- [Work order]: The lines from the start of the records through the one containing "of the wooden" are to be transcribed exactly, and nothing else.

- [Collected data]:
——————————

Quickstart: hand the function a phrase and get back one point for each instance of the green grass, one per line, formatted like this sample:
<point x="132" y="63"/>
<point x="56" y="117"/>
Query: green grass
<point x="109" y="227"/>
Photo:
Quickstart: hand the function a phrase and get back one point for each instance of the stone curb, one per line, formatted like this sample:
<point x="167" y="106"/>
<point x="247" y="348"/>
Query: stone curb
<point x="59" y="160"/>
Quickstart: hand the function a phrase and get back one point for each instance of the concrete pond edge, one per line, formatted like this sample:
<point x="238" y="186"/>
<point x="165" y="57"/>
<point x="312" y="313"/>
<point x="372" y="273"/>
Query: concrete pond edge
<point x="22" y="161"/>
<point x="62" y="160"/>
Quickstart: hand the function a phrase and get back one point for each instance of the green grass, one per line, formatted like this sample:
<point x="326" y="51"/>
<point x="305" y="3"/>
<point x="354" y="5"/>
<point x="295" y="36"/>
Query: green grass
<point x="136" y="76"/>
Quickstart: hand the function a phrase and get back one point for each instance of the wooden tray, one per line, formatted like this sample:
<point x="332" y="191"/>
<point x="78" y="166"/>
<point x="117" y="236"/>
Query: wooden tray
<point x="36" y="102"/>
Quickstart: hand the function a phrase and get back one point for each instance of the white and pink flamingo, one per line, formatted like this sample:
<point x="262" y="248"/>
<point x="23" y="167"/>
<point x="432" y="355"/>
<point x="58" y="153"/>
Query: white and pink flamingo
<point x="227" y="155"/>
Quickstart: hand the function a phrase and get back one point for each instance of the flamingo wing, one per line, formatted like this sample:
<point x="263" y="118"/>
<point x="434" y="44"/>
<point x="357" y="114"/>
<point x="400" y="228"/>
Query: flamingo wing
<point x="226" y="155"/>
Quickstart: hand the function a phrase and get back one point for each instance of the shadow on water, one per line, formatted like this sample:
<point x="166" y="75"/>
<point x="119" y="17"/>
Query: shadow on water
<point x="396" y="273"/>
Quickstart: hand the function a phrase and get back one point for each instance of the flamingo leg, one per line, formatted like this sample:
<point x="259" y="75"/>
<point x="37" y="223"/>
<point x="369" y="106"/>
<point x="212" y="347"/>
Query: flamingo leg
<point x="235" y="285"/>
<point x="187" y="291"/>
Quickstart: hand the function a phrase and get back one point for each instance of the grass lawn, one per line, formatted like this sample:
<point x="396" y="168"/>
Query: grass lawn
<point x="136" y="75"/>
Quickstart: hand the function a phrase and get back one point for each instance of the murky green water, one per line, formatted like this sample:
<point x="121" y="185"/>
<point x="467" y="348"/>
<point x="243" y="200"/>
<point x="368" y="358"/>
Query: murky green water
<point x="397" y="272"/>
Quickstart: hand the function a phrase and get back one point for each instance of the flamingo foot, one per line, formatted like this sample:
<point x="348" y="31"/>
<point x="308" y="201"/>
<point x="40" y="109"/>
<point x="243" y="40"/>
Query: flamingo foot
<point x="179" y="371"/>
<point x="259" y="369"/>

——————————

- [Solution to this problem]:
Quickstart: hand the function a phrase and get back one point for each instance of the green grass, one per line, formatted like this sample:
<point x="132" y="63"/>
<point x="56" y="117"/>
Query: green grass
<point x="109" y="227"/>
Photo:
Quickstart: hand the function a phrase and get back one point for each instance of the stone curb, one per line, formatted like this sample:
<point x="167" y="106"/>
<point x="247" y="348"/>
Query: stone curb
<point x="59" y="160"/>
Quickstart: hand the function a phrase and get back one point for each instance of the concrete pond edge, one per line, formatted like this sample:
<point x="238" y="186"/>
<point x="165" y="57"/>
<point x="312" y="313"/>
<point x="372" y="273"/>
Query: concrete pond edge
<point x="22" y="161"/>
<point x="62" y="160"/>
Quickstart: hand the function a phrase and get back one point for each instance of the green grass, one per line, formatted like this sample:
<point x="326" y="51"/>
<point x="305" y="3"/>
<point x="354" y="5"/>
<point x="295" y="36"/>
Query: green grass
<point x="136" y="76"/>
Quickstart: hand the function a phrase and get back one point for each instance of the wooden tray, one per line, formatted like this sample:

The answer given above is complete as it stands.